[A block of data]
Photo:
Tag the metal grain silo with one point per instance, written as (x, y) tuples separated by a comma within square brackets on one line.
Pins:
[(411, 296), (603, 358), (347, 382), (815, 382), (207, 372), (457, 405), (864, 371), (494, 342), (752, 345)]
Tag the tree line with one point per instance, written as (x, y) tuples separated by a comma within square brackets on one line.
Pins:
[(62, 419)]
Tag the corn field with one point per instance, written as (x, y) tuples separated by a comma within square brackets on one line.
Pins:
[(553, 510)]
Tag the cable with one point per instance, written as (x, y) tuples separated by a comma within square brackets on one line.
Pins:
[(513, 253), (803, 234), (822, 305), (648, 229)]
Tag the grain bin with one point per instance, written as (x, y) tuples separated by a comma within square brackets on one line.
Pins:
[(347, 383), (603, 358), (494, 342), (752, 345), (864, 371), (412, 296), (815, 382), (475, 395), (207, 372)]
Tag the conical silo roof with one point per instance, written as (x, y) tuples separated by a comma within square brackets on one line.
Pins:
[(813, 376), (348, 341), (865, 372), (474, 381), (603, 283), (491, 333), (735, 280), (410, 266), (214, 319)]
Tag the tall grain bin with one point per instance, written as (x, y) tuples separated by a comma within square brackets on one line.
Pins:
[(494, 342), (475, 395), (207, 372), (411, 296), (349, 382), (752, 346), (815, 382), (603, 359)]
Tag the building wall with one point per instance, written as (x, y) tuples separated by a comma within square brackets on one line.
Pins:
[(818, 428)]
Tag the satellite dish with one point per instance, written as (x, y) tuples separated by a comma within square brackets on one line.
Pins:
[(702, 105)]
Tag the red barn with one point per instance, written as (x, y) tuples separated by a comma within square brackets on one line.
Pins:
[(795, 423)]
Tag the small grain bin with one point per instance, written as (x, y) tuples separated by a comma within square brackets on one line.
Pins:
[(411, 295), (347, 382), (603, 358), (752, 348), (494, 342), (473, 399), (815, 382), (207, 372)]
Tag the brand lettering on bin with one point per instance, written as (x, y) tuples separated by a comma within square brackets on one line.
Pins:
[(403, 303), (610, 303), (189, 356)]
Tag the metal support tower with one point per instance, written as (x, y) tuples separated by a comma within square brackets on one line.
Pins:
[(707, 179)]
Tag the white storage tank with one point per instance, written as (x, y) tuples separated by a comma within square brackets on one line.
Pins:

Task goal: Rewrite the data above, changing every "Pins" to "Points" and keeping all other text as it is.

Result of this exercise:
Photo:
Tag the metal grain silo with one point per instance, written as (x, y) tuples separated by a comma within square brackets on one line.
Points:
[(411, 296), (603, 358), (347, 382), (815, 382), (207, 372), (457, 405), (864, 371), (494, 342), (752, 345)]
Tag the tree line with one point per instance, written as (x, y) tuples separated by a comma within square brackets on one line.
Points:
[(62, 419)]
Tag the corn field with one point per instance, written as (x, y) tuples separated by a comma within square brackets on one line.
Points:
[(553, 510)]
Tag the cable with one point per instance, written as (x, y) tuples separated by a comma within square brackets on one line.
Points:
[(513, 253), (803, 234), (822, 305), (648, 229)]
Tag the grain bin with one point per instance, written as (x, y) tuples separated by a comma within square brackets on one line.
Points:
[(347, 383), (603, 358), (494, 342), (752, 345), (864, 371), (412, 296), (815, 382), (475, 395), (207, 372)]
Tag the conical silo roof with one point per instance, written as (x, y) tuples separated by a comma within square brackets on one line.
Points:
[(813, 376), (348, 341), (865, 372), (474, 381), (603, 283), (491, 333), (735, 280), (410, 266), (214, 319)]
Tag the tall grain bin with one point per instance, written as (x, y) tuples separated by a comma within square brackets on one line.
Points:
[(494, 342), (475, 395), (207, 372), (411, 296), (349, 382), (752, 346), (815, 382), (603, 359)]
Tag the building wall with one point per instance, written as (x, y) tuples separated by a comma within square brackets on one line.
Points:
[(818, 428)]
Tag the satellite dish with one point per instance, written as (x, y) tuples separated by a comma within square brackets on one line.
Points:
[(702, 105)]
Tag the red barn with one point per instance, written as (x, y) tuples separated by a comma within square brackets on one line.
Points:
[(795, 423)]
Tag the small grain bin with one point per instance, written as (x, y) tuples separated by a comma within square brackets on one line.
Points:
[(411, 295), (347, 382), (603, 358), (752, 348), (494, 342), (473, 399), (815, 382), (207, 372)]
Tag the brand lettering on bin with one point per instance, written as (x, y) tuples separated by a comma within square brackets on one line.
Points:
[(403, 303), (610, 303), (189, 356)]
Tag the metal support tower with one point per instance, written as (x, y) tuples separated by a comma within square brackets on one line.
Points:
[(707, 179)]
Tag the white storage tank with one point per instance, written as (x, y) tuples separated by a comma within square brackets on one line.
Points:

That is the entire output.